Locate each line in the rows below that contains the string "flower", matching case exactly, and copy every such line.

(Data entries)
━━━━━━━━━━━━━━━━━━━━

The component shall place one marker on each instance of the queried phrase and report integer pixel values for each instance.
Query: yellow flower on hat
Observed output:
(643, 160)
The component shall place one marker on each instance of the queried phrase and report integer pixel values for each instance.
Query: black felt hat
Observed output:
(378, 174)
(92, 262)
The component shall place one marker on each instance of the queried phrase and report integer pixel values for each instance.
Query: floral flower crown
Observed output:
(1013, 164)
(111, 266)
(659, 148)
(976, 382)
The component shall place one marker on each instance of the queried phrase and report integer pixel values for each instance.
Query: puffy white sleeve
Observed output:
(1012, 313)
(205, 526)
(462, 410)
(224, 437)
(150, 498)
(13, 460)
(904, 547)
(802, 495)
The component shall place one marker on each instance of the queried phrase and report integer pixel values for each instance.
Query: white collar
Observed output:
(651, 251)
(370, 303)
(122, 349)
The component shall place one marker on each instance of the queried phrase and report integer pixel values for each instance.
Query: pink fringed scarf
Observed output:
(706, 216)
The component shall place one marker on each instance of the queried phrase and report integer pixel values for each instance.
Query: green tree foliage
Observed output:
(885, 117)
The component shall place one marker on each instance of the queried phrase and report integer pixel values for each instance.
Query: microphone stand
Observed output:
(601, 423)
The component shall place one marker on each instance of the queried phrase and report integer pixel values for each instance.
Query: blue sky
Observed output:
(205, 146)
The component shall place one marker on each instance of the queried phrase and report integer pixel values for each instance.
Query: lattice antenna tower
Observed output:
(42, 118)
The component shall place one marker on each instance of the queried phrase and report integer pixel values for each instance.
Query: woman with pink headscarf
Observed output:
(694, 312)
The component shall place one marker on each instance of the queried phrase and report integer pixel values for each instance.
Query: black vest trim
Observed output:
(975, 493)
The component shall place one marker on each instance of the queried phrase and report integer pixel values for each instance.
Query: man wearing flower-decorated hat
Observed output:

━━━━━━━━━━━━━━━━━━━━

» **Solution for this problem**
Query: yellow flower on hat
Query: floral flower crown
Query: man wearing flower-decorated hat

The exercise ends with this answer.